[BEGIN]

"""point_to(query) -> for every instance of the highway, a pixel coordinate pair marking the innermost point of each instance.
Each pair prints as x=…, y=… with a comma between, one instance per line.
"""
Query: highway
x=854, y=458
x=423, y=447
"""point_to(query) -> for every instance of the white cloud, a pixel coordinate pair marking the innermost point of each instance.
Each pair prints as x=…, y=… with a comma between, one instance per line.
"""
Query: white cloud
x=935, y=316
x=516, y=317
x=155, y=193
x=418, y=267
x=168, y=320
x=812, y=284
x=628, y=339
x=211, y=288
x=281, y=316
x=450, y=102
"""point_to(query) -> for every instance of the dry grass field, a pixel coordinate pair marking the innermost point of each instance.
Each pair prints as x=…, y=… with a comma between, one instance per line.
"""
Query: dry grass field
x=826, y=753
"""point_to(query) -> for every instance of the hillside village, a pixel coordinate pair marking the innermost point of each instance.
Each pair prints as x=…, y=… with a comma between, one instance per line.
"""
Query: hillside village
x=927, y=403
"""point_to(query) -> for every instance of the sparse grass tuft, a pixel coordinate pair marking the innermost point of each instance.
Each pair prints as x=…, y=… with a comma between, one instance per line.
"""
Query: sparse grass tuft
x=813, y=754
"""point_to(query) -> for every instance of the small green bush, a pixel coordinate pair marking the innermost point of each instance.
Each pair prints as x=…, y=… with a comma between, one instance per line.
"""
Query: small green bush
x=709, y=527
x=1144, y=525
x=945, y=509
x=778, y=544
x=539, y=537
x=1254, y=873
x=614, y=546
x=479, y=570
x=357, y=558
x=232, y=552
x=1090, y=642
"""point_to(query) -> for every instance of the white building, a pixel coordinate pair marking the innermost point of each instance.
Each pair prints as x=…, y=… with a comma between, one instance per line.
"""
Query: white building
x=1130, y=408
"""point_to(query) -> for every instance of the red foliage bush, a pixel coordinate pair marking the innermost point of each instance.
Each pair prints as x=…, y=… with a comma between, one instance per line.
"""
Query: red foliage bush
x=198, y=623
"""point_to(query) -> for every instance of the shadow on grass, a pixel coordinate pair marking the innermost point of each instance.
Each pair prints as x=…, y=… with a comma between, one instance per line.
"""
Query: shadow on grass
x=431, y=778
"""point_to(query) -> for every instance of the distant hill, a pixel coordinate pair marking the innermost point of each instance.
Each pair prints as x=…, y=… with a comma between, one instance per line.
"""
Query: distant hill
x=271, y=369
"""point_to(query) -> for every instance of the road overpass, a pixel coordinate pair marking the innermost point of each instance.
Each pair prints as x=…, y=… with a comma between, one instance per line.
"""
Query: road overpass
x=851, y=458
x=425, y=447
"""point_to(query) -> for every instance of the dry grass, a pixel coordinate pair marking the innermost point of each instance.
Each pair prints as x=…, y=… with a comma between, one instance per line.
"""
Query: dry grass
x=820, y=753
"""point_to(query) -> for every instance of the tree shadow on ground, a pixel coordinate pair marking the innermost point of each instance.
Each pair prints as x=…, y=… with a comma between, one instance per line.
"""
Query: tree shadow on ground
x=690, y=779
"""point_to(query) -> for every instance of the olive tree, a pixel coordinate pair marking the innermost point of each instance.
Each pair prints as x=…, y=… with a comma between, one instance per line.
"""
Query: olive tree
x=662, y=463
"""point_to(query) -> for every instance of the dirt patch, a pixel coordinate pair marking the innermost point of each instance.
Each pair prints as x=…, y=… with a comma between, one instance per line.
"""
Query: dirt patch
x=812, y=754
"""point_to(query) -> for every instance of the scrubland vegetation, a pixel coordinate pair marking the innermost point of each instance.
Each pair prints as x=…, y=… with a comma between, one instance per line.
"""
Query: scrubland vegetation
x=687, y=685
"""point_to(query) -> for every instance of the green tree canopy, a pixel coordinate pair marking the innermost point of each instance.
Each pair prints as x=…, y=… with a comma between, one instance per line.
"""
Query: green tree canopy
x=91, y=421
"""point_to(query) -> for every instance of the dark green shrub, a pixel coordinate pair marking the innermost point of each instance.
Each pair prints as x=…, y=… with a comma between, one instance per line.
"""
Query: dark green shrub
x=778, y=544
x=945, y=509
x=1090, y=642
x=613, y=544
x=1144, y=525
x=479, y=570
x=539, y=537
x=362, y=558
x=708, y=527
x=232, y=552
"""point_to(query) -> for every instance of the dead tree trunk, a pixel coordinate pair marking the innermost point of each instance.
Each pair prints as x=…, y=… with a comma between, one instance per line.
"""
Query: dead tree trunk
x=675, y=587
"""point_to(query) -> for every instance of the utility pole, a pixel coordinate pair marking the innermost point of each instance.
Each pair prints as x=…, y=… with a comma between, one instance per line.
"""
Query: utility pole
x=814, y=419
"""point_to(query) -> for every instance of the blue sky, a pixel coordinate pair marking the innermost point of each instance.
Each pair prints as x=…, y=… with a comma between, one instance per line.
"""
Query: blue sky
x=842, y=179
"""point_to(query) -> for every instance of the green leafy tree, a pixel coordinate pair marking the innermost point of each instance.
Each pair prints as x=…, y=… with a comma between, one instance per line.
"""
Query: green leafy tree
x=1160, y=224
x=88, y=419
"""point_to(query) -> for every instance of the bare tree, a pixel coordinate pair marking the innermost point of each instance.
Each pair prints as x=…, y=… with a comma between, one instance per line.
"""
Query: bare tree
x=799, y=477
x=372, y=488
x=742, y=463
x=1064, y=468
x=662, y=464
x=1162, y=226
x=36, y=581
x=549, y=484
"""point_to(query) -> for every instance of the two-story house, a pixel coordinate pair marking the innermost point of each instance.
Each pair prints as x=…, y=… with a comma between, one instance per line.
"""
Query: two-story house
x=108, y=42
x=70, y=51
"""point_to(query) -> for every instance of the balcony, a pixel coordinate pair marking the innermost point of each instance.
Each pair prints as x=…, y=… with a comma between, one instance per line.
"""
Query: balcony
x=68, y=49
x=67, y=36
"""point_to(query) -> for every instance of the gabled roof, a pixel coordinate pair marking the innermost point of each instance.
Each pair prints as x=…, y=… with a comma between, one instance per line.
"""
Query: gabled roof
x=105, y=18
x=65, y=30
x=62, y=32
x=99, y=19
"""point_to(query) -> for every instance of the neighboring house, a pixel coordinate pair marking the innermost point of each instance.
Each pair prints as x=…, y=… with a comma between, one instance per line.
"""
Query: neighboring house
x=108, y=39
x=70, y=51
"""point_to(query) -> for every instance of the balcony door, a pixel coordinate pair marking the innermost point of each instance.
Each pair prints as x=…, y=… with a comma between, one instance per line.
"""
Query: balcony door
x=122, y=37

[END]

● **The task**: Can you rewrite all the records above with "innermost point" replaced by "central point" and everything else left unchanged?

● **Solution**:
"""point_to(query) -> for every instance of the highway, a pixel coordinate pair marking the central point of each instance.
Each pair prints as x=…, y=… with a comma between, one instance per line.
"""
Query: highway
x=854, y=458
x=423, y=447
"""point_to(query) -> for every instance of the white cloud, a pixel coordinate pair marking the central point of each instance.
Each pair prints as x=…, y=… with a comma between, one instance per line.
"""
Query: white cloud
x=935, y=316
x=516, y=317
x=155, y=193
x=418, y=267
x=168, y=320
x=812, y=284
x=628, y=339
x=211, y=288
x=281, y=316
x=450, y=102
"""point_to(query) -> for every instance of the dry grass field, a pixel coordinate pair marking the central point of each instance.
Each pair prints as x=…, y=… with a comma between, one instance per line.
"""
Query: dry grass field
x=826, y=753
"""point_to(query) -> for every instance of the hillside village, a pixel coordinate pair marking the central point of each instance.
Each pair prints as x=…, y=… with a comma between, one instance per line.
"""
Query: hillside village
x=927, y=403
"""point_to(query) -> for every instance of the sparse grass tuft, a pixel coordinate pair marking the central point of each instance.
Each pair prints as x=…, y=… with a comma between, one instance per line.
"""
Query: sparse grass tuft
x=813, y=754
"""point_to(query) -> for every instance of the small green bush, a pixel coordinate pair marking the central point of each instance.
Each pair prints as x=…, y=… with a comma between, one instance per line.
"""
Query: small green bush
x=709, y=527
x=1144, y=525
x=945, y=509
x=778, y=544
x=539, y=537
x=1254, y=873
x=614, y=546
x=479, y=570
x=357, y=558
x=232, y=552
x=1090, y=642
"""point_to(query) -> for every instance of the white building, a pixel coordinate pair marking the central point of each instance.
Each pair prints as x=…, y=… with a comma between, one instance per line.
"""
Query: white building
x=1130, y=408
"""point_to(query) -> for every instance of the red foliage bush, a pixel coordinate pair marking the central point of each instance.
Each pair prints as x=…, y=… with a comma between, one instance per line.
"""
Query: red foliage bush
x=198, y=623
"""point_to(query) -> for every instance of the shadow on grass, a pixel coordinate pair marking the central point of each instance.
Each pair prints as x=…, y=… with a comma between, one instance per line.
"""
Query: shadow on grass
x=431, y=778
"""point_to(query) -> for every instance of the distant hill, a pixel coordinate pair marking the central point of each instance.
Each pair prints as x=…, y=… with a comma between, one instance per line.
"""
Query: distant hill
x=271, y=369
"""point_to(query) -> for every instance of the road overpass, a pixel coordinate pair marking the central point of each instance.
Each pair prints as x=…, y=… with a comma between, one instance per line.
"""
Query: road overpass
x=851, y=458
x=425, y=447
"""point_to(query) -> for every instance of the dry grass, a pixel coordinate pair marking the central point of each instance.
Each pair prints as x=…, y=… with a comma between, one instance per line.
"""
Query: dry grass
x=820, y=753
"""point_to(query) -> for every instance of the tree shadow on ground, a pixel coordinate pair marking the central point of each instance.
Each pair prints as x=…, y=… with a comma between, one instance per line.
"""
Query: tree shadow on ground
x=690, y=779
"""point_to(query) -> for every instance of the olive tree, a pixel coordinate pair marking the central point of each instance.
Each pair prints as x=…, y=… with a comma between, one instance per line.
"""
Query: olive tree
x=662, y=463
"""point_to(query) -> for every instance of the dirt patch, a pixel coordinate pair marking the central point of each instance.
Each pair prints as x=…, y=… with a comma between, one instance per line.
"""
Query: dirt patch
x=812, y=754
"""point_to(query) -> for every instance of the scrubland vegetation, a pixel coordinate pair marking the central point of each instance.
Each pair prints as x=…, y=… with a comma between, one instance per line.
"""
Query: scrubland vegetation
x=687, y=685
"""point_to(query) -> for every instance of the green tree canopy, a pixel coordinate pair marking the central point of each instance.
Each pair prints as x=…, y=… with a comma between, one instance per line.
"""
Query: green tree canopy
x=91, y=421
"""point_to(query) -> for every instance of the dark green shrub, a pixel coordinate pair marking the central point of each instance.
Each pair prints as x=…, y=… with a comma between, one instance per line.
"""
Query: dark green shrub
x=778, y=544
x=945, y=509
x=1090, y=642
x=613, y=544
x=1144, y=525
x=479, y=570
x=539, y=537
x=362, y=558
x=708, y=527
x=232, y=552
"""point_to(query) -> for every instance of the dead tree trunk, a pixel coordinate pair marking the central point of each instance.
Each pair prints as x=…, y=… with a comma between, one instance per line.
"""
Query: dead tree trunk
x=675, y=587
"""point_to(query) -> for every instance of the utility pole, a pixel coordinate pair marking the central point of each instance.
Each pair prints as x=…, y=… with a comma between, one instance per line.
"""
Query: utility pole
x=814, y=419
"""point_to(query) -> for every instance of the blue sky, a pixel coordinate pair marking the central point of each instance.
Each pair prints as x=…, y=… with a comma between, one instance per line.
"""
Query: blue sky
x=842, y=179
"""point_to(query) -> for every instance of the green leafy tree, a pixel coordinate pair marking the central point of each instance.
Each pair prints as x=…, y=… with a comma between, one instance per line.
"""
Query: green leafy tree
x=1160, y=224
x=88, y=419
"""point_to(query) -> for every instance of the bare tree, a pixel coordinate pair marking the central point of each instance.
Each pair prints as x=…, y=… with a comma between, one instance per line.
"""
Query: bare tree
x=799, y=477
x=372, y=488
x=742, y=463
x=1064, y=468
x=662, y=464
x=1162, y=226
x=36, y=581
x=549, y=484
"""point_to(query) -> for every instance of the two-story house, a pixel coordinate pair marking the central point of each instance.
Each pair prints as x=…, y=… with a comma between, one instance per line.
"""
Query: two-story house
x=108, y=42
x=70, y=51
"""point_to(query) -> for every instance of the balcony, a pixel coordinate pair marking the central point of each instance.
Each pair prints as x=…, y=… with a comma between, one instance per line.
"""
Query: balcony
x=68, y=49
x=67, y=36
"""point_to(query) -> for every instance of the gabled roof, a pixel coordinate pair marking the central point of each instance.
Each pair prints as x=…, y=… with a comma between, one instance per line.
"""
Query: gabled roof
x=105, y=18
x=65, y=30
x=62, y=32
x=99, y=19
"""point_to(query) -> for every instance of the neighboring house, a pixel coordinate pair marking the central point of each instance.
Each pair prints as x=…, y=… with a comma between, one instance per line.
"""
Query: neighboring house
x=108, y=39
x=70, y=51
"""point_to(query) -> for every instance of the balcony door, a pixel coordinate pair marking the central point of each instance.
Each pair prints as x=…, y=… with a comma between, one instance per line.
"""
Query: balcony door
x=122, y=37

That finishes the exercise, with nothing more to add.